Studio album by Michael Feinstein, Cheyenne Jackson
- Released: November 3, 2009
- Recorded: 2009
- Genre: Traditional pop
- Length: 57:14
- Label: Harbinger Records
- Producer: Michael Feinstein, Cheyenne Jackson

Michael Feinstein chronology
| The Sinatra Project (2008) | The Power of Two (2009) | Fly Me to the Moon (2011) |

Cheyenne Jackson chronology
|  | The Power of Two (2009) |  |

= The Power of Two =

The Power of Two is a 2009 studio album by American vocalists Michael Feinstein and Cheyenne Jackson arranged by John Oddo.

==Reception==

The AllMusic review by William Ruhlmann awarded the album three stars and said "From the beginning, the two singers display a rapport, with Jackson, who has a more distinctive voice and a more natural performing style than Feinstein, helping his better-known partner loosen up and wail...Musically at least, Cheyenne Jackson is one of the best things that's ever happened to him."

== == ==

> SET PROBLEM A
Reproduce the entries word for word, beginning with the line containing "Target: blue sky" and continuing through the final line of the entries.

> MATERIAL FOR THE TASK
== == ==

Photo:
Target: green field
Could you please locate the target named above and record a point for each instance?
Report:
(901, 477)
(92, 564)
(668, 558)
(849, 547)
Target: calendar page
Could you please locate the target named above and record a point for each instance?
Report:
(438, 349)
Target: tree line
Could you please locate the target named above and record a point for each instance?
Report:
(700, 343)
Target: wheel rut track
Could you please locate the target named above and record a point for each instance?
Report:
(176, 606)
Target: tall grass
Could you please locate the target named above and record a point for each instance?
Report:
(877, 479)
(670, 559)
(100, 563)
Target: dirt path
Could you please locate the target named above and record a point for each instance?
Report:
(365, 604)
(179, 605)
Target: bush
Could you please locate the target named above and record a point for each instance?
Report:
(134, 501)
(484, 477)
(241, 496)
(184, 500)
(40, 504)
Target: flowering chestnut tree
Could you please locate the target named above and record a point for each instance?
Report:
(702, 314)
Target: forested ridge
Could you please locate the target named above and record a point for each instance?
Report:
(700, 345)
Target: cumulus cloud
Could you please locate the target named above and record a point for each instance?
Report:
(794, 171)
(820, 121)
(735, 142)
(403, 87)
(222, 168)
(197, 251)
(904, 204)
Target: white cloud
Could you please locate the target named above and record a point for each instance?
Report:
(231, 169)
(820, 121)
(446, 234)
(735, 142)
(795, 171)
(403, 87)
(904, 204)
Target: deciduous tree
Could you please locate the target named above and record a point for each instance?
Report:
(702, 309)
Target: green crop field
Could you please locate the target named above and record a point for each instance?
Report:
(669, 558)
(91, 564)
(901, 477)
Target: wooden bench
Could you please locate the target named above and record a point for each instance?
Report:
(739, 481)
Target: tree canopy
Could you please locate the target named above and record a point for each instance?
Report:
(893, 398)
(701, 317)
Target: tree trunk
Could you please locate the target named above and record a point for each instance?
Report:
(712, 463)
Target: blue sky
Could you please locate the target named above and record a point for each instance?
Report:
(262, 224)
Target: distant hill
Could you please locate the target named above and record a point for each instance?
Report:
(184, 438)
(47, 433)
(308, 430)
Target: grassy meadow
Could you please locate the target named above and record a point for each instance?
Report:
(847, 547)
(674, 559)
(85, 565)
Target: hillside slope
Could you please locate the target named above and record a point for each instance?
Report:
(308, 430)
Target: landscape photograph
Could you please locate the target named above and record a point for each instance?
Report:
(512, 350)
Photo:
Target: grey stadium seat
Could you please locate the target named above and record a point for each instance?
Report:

== == ==

> SET PROBLEM B
According to the album description, who arranged The Power of Two?

> FINAL ANSWER A
Target: blue sky
Could you please locate the target named above and record a point for each instance?
Report:
(262, 224)
Target: distant hill
Could you please locate the target named above and record a point for each instance?
Report:
(184, 438)
(47, 433)
(308, 430)
Target: grassy meadow
Could you please locate the target named above and record a point for each instance?
Report:
(847, 547)
(674, 559)
(85, 565)
Target: hillside slope
Could you please locate the target named above and record a point for each instance?
Report:
(308, 430)
Target: landscape photograph
Could you please locate the target named above and record a point for each instance?
Report:
(512, 350)
Photo:
Target: grey stadium seat
Could you please locate the target named above and record a point for each instance?
Report:

> FINAL ANSWER B
John Oddo